◆ Assigned task ◆
In the lines below, look for "wooden". Copy each line where it appears.

★ ★ ★ ★ ★

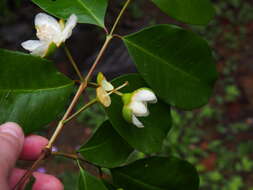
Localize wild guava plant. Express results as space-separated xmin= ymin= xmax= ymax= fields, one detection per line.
xmin=0 ymin=0 xmax=218 ymax=189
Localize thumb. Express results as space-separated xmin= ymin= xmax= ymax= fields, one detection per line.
xmin=0 ymin=122 xmax=24 ymax=188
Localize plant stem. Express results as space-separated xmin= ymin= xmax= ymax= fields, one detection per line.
xmin=63 ymin=98 xmax=97 ymax=124
xmin=108 ymin=81 xmax=128 ymax=96
xmin=110 ymin=0 xmax=131 ymax=35
xmin=84 ymin=35 xmax=113 ymax=82
xmin=88 ymin=82 xmax=99 ymax=88
xmin=52 ymin=151 xmax=80 ymax=160
xmin=64 ymin=44 xmax=84 ymax=81
xmin=46 ymin=82 xmax=87 ymax=149
xmin=13 ymin=1 xmax=132 ymax=188
xmin=12 ymin=150 xmax=49 ymax=190
xmin=52 ymin=151 xmax=100 ymax=167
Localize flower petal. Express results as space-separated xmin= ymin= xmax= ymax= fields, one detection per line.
xmin=97 ymin=72 xmax=114 ymax=91
xmin=133 ymin=88 xmax=157 ymax=103
xmin=21 ymin=40 xmax=44 ymax=51
xmin=31 ymin=41 xmax=50 ymax=57
xmin=101 ymin=79 xmax=114 ymax=91
xmin=96 ymin=86 xmax=111 ymax=107
xmin=129 ymin=101 xmax=149 ymax=117
xmin=61 ymin=14 xmax=77 ymax=42
xmin=35 ymin=13 xmax=61 ymax=42
xmin=97 ymin=72 xmax=104 ymax=84
xmin=132 ymin=115 xmax=144 ymax=128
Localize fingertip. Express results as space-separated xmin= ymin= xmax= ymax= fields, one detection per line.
xmin=20 ymin=135 xmax=48 ymax=160
xmin=9 ymin=168 xmax=23 ymax=188
xmin=9 ymin=168 xmax=64 ymax=190
xmin=33 ymin=172 xmax=64 ymax=190
xmin=0 ymin=123 xmax=24 ymax=178
xmin=0 ymin=122 xmax=24 ymax=143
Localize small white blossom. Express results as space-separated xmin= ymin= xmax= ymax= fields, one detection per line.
xmin=122 ymin=88 xmax=157 ymax=128
xmin=21 ymin=13 xmax=77 ymax=57
xmin=96 ymin=72 xmax=114 ymax=107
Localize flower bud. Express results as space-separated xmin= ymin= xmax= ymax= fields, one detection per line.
xmin=122 ymin=88 xmax=157 ymax=128
xmin=96 ymin=72 xmax=114 ymax=107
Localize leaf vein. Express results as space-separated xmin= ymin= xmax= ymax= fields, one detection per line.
xmin=124 ymin=39 xmax=203 ymax=84
xmin=115 ymin=171 xmax=165 ymax=190
xmin=77 ymin=0 xmax=103 ymax=27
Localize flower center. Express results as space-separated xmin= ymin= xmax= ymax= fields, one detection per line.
xmin=36 ymin=25 xmax=58 ymax=42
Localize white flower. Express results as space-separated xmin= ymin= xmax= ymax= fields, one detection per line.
xmin=21 ymin=13 xmax=77 ymax=57
xmin=122 ymin=88 xmax=157 ymax=128
xmin=96 ymin=72 xmax=114 ymax=107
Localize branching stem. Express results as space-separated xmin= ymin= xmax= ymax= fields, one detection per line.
xmin=108 ymin=81 xmax=128 ymax=96
xmin=63 ymin=98 xmax=98 ymax=124
xmin=84 ymin=35 xmax=113 ymax=82
xmin=52 ymin=151 xmax=81 ymax=161
xmin=110 ymin=0 xmax=131 ymax=35
xmin=13 ymin=0 xmax=132 ymax=188
xmin=46 ymin=82 xmax=87 ymax=149
xmin=52 ymin=151 xmax=100 ymax=168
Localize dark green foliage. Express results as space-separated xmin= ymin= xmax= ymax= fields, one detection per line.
xmin=106 ymin=74 xmax=172 ymax=154
xmin=78 ymin=165 xmax=108 ymax=190
xmin=0 ymin=49 xmax=74 ymax=134
xmin=78 ymin=120 xmax=133 ymax=168
xmin=32 ymin=0 xmax=108 ymax=27
xmin=151 ymin=0 xmax=215 ymax=25
xmin=124 ymin=25 xmax=217 ymax=110
xmin=111 ymin=157 xmax=199 ymax=190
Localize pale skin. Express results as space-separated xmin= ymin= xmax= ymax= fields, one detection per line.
xmin=0 ymin=122 xmax=63 ymax=190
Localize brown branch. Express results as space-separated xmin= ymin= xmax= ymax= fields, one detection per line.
xmin=13 ymin=0 xmax=132 ymax=188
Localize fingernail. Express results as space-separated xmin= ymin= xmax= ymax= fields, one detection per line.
xmin=0 ymin=122 xmax=21 ymax=138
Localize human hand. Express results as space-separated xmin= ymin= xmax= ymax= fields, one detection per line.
xmin=0 ymin=122 xmax=63 ymax=190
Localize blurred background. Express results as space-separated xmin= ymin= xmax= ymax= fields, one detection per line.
xmin=1 ymin=0 xmax=253 ymax=189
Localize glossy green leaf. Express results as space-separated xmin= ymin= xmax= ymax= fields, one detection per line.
xmin=78 ymin=120 xmax=133 ymax=168
xmin=111 ymin=156 xmax=199 ymax=190
xmin=123 ymin=25 xmax=217 ymax=110
xmin=0 ymin=49 xmax=74 ymax=134
xmin=32 ymin=0 xmax=108 ymax=27
xmin=78 ymin=164 xmax=108 ymax=190
xmin=151 ymin=0 xmax=215 ymax=25
xmin=106 ymin=74 xmax=172 ymax=154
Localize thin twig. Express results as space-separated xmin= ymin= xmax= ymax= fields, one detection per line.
xmin=108 ymin=81 xmax=128 ymax=96
xmin=110 ymin=0 xmax=131 ymax=35
xmin=88 ymin=82 xmax=99 ymax=88
xmin=52 ymin=151 xmax=81 ymax=160
xmin=84 ymin=35 xmax=113 ymax=82
xmin=112 ymin=34 xmax=123 ymax=39
xmin=52 ymin=151 xmax=100 ymax=168
xmin=12 ymin=149 xmax=50 ymax=190
xmin=64 ymin=44 xmax=84 ymax=81
xmin=46 ymin=82 xmax=87 ymax=149
xmin=13 ymin=0 xmax=133 ymax=188
xmin=63 ymin=98 xmax=98 ymax=124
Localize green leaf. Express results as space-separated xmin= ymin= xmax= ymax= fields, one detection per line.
xmin=106 ymin=74 xmax=172 ymax=154
xmin=78 ymin=120 xmax=133 ymax=168
xmin=150 ymin=0 xmax=215 ymax=25
xmin=78 ymin=164 xmax=108 ymax=190
xmin=24 ymin=176 xmax=36 ymax=190
xmin=111 ymin=156 xmax=199 ymax=190
xmin=0 ymin=49 xmax=74 ymax=134
xmin=32 ymin=0 xmax=108 ymax=27
xmin=123 ymin=25 xmax=217 ymax=110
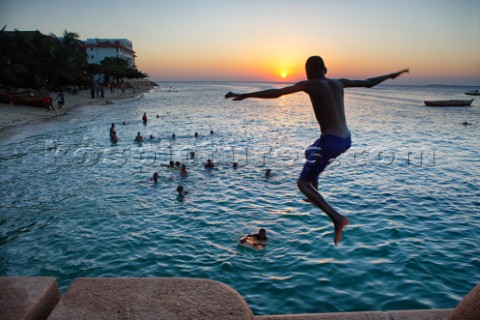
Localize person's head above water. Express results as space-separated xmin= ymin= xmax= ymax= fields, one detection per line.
xmin=305 ymin=56 xmax=327 ymax=80
xmin=258 ymin=228 xmax=267 ymax=236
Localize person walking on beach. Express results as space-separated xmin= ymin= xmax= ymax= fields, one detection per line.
xmin=55 ymin=92 xmax=65 ymax=110
xmin=43 ymin=94 xmax=54 ymax=111
xmin=225 ymin=55 xmax=408 ymax=245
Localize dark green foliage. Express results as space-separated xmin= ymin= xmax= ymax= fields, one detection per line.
xmin=0 ymin=28 xmax=147 ymax=90
xmin=99 ymin=57 xmax=148 ymax=83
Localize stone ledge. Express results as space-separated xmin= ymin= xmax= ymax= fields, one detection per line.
xmin=256 ymin=309 xmax=452 ymax=320
xmin=47 ymin=277 xmax=254 ymax=320
xmin=0 ymin=276 xmax=61 ymax=320
xmin=448 ymin=283 xmax=480 ymax=320
xmin=0 ymin=277 xmax=477 ymax=320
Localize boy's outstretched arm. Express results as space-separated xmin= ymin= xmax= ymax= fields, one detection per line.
xmin=225 ymin=83 xmax=305 ymax=101
xmin=340 ymin=68 xmax=409 ymax=88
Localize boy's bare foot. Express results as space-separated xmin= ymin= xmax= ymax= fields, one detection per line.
xmin=334 ymin=217 xmax=349 ymax=245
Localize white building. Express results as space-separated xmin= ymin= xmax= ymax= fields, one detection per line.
xmin=85 ymin=38 xmax=136 ymax=67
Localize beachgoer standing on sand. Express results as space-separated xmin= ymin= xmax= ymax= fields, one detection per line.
xmin=225 ymin=55 xmax=408 ymax=245
xmin=55 ymin=92 xmax=65 ymax=110
xmin=43 ymin=94 xmax=54 ymax=111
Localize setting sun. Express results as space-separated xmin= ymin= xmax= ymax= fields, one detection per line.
xmin=281 ymin=73 xmax=287 ymax=79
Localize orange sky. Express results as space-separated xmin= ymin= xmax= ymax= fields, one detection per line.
xmin=2 ymin=0 xmax=479 ymax=84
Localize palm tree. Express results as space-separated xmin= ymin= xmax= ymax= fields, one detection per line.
xmin=0 ymin=29 xmax=32 ymax=87
xmin=0 ymin=26 xmax=21 ymax=86
xmin=49 ymin=30 xmax=88 ymax=89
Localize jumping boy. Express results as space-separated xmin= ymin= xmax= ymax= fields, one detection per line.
xmin=225 ymin=55 xmax=408 ymax=245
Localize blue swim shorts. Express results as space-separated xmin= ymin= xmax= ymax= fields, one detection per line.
xmin=299 ymin=134 xmax=351 ymax=182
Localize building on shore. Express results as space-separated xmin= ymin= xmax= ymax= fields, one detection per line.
xmin=85 ymin=38 xmax=136 ymax=67
xmin=85 ymin=38 xmax=136 ymax=83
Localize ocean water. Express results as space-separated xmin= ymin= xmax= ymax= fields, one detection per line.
xmin=0 ymin=82 xmax=478 ymax=315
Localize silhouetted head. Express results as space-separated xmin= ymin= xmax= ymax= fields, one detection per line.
xmin=305 ymin=56 xmax=327 ymax=79
xmin=259 ymin=228 xmax=267 ymax=236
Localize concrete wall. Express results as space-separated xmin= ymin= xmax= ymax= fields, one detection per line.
xmin=0 ymin=277 xmax=478 ymax=320
xmin=0 ymin=277 xmax=60 ymax=320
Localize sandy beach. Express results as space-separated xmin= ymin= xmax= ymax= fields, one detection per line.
xmin=0 ymin=80 xmax=156 ymax=133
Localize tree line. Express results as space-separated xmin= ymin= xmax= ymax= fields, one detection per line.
xmin=0 ymin=28 xmax=148 ymax=91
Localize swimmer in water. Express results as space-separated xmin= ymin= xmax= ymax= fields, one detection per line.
xmin=109 ymin=123 xmax=118 ymax=143
xmin=239 ymin=228 xmax=268 ymax=249
xmin=176 ymin=185 xmax=188 ymax=196
xmin=265 ymin=169 xmax=272 ymax=177
xmin=180 ymin=164 xmax=187 ymax=177
xmin=205 ymin=159 xmax=214 ymax=169
xmin=135 ymin=131 xmax=144 ymax=143
xmin=151 ymin=172 xmax=159 ymax=183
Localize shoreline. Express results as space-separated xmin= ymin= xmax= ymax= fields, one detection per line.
xmin=0 ymin=80 xmax=155 ymax=135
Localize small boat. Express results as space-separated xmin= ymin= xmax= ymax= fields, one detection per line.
xmin=465 ymin=90 xmax=480 ymax=96
xmin=424 ymin=99 xmax=473 ymax=107
xmin=0 ymin=92 xmax=50 ymax=109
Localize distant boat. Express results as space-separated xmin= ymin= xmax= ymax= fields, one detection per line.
xmin=465 ymin=90 xmax=480 ymax=96
xmin=424 ymin=99 xmax=474 ymax=107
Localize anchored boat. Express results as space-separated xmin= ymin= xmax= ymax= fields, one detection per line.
xmin=465 ymin=90 xmax=480 ymax=96
xmin=424 ymin=99 xmax=473 ymax=107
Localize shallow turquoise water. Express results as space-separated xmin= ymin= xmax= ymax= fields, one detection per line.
xmin=0 ymin=83 xmax=479 ymax=315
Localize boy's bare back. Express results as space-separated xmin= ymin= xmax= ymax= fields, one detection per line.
xmin=298 ymin=78 xmax=350 ymax=138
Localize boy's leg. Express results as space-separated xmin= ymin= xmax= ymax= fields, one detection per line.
xmin=299 ymin=136 xmax=350 ymax=244
xmin=297 ymin=179 xmax=348 ymax=244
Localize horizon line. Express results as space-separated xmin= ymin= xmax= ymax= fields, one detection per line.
xmin=147 ymin=80 xmax=480 ymax=87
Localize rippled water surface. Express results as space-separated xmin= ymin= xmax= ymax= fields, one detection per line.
xmin=1 ymin=83 xmax=479 ymax=315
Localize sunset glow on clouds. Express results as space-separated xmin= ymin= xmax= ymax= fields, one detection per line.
xmin=2 ymin=0 xmax=479 ymax=84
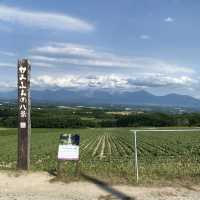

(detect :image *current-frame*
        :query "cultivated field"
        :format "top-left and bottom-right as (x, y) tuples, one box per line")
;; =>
(1, 127), (200, 184)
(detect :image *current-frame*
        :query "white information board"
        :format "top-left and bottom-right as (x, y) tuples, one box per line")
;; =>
(58, 144), (79, 160)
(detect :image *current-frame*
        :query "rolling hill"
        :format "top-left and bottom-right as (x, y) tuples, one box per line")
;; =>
(0, 89), (200, 108)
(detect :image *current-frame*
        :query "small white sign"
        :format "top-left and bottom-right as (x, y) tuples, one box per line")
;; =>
(58, 144), (79, 160)
(20, 122), (26, 129)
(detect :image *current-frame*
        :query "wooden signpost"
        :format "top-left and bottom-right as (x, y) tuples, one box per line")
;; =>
(17, 59), (31, 170)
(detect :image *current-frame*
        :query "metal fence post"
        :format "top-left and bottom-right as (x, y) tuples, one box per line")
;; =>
(134, 131), (139, 183)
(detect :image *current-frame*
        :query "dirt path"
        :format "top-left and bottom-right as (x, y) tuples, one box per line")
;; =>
(0, 171), (200, 200)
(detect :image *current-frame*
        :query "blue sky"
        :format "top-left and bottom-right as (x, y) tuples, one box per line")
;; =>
(0, 0), (200, 97)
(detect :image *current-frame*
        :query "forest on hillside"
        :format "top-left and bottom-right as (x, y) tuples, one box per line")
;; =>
(0, 105), (200, 128)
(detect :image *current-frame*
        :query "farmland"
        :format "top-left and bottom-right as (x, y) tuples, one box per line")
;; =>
(1, 127), (200, 184)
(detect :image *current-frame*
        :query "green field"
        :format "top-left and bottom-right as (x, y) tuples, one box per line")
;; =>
(1, 127), (200, 184)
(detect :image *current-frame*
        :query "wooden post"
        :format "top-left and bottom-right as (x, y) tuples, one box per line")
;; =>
(57, 160), (61, 177)
(75, 160), (80, 177)
(17, 59), (31, 170)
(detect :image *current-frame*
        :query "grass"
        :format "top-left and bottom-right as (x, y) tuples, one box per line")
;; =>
(0, 127), (200, 185)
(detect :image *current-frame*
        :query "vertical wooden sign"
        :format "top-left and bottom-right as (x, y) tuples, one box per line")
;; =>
(17, 59), (31, 170)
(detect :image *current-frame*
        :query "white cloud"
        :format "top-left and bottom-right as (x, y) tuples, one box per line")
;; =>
(32, 43), (95, 57)
(0, 5), (94, 32)
(129, 74), (196, 88)
(32, 62), (55, 68)
(31, 74), (137, 90)
(0, 51), (15, 57)
(0, 72), (197, 93)
(31, 74), (197, 91)
(140, 35), (151, 40)
(0, 62), (15, 67)
(30, 43), (196, 94)
(0, 81), (16, 91)
(30, 42), (194, 75)
(164, 17), (175, 22)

★ ★ ★ ★ ★

◆ Response to the exercise ◆
        :query "wooden signpost"
        :query "wooden post"
        :query "vertical wooden sign"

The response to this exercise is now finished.